■ Extracted material:
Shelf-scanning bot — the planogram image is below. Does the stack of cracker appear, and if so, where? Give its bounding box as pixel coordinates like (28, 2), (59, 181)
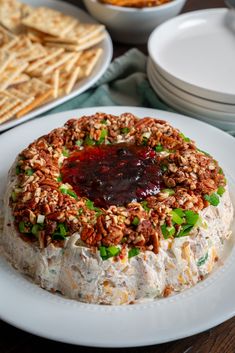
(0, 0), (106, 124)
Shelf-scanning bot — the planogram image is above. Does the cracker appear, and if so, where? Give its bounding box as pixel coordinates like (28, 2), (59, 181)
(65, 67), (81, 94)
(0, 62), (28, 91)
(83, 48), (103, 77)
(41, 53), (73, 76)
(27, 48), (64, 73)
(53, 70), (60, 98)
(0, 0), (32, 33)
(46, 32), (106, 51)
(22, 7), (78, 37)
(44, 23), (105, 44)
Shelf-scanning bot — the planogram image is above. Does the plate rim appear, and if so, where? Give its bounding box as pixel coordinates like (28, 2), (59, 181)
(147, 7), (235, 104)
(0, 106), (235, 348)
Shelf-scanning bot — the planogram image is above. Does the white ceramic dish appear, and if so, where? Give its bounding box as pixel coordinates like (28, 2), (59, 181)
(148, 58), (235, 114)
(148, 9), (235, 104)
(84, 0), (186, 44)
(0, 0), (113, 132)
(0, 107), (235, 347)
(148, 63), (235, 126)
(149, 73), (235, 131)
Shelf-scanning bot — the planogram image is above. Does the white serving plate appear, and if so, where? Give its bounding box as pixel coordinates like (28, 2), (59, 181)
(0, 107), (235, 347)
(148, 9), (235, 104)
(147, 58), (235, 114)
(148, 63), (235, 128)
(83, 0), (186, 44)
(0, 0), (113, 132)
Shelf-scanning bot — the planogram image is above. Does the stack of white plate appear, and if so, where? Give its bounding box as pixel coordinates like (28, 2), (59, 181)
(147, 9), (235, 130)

■ Exercise objective:
Rewrite the records that begin at the line containing "the white serving" and stop after the line containing "(83, 0), (186, 44)", changing "serving plate" to "dinner plate" and keeping everything else unchanged.

■ Expected answer:
Shelf-scanning bot — the planogram image is above. Does the white dinner plate appear, and if so, where? Give its bounding box as pixel coordinates like (28, 2), (59, 181)
(0, 107), (235, 347)
(148, 9), (235, 104)
(147, 58), (235, 114)
(148, 63), (235, 128)
(83, 0), (186, 44)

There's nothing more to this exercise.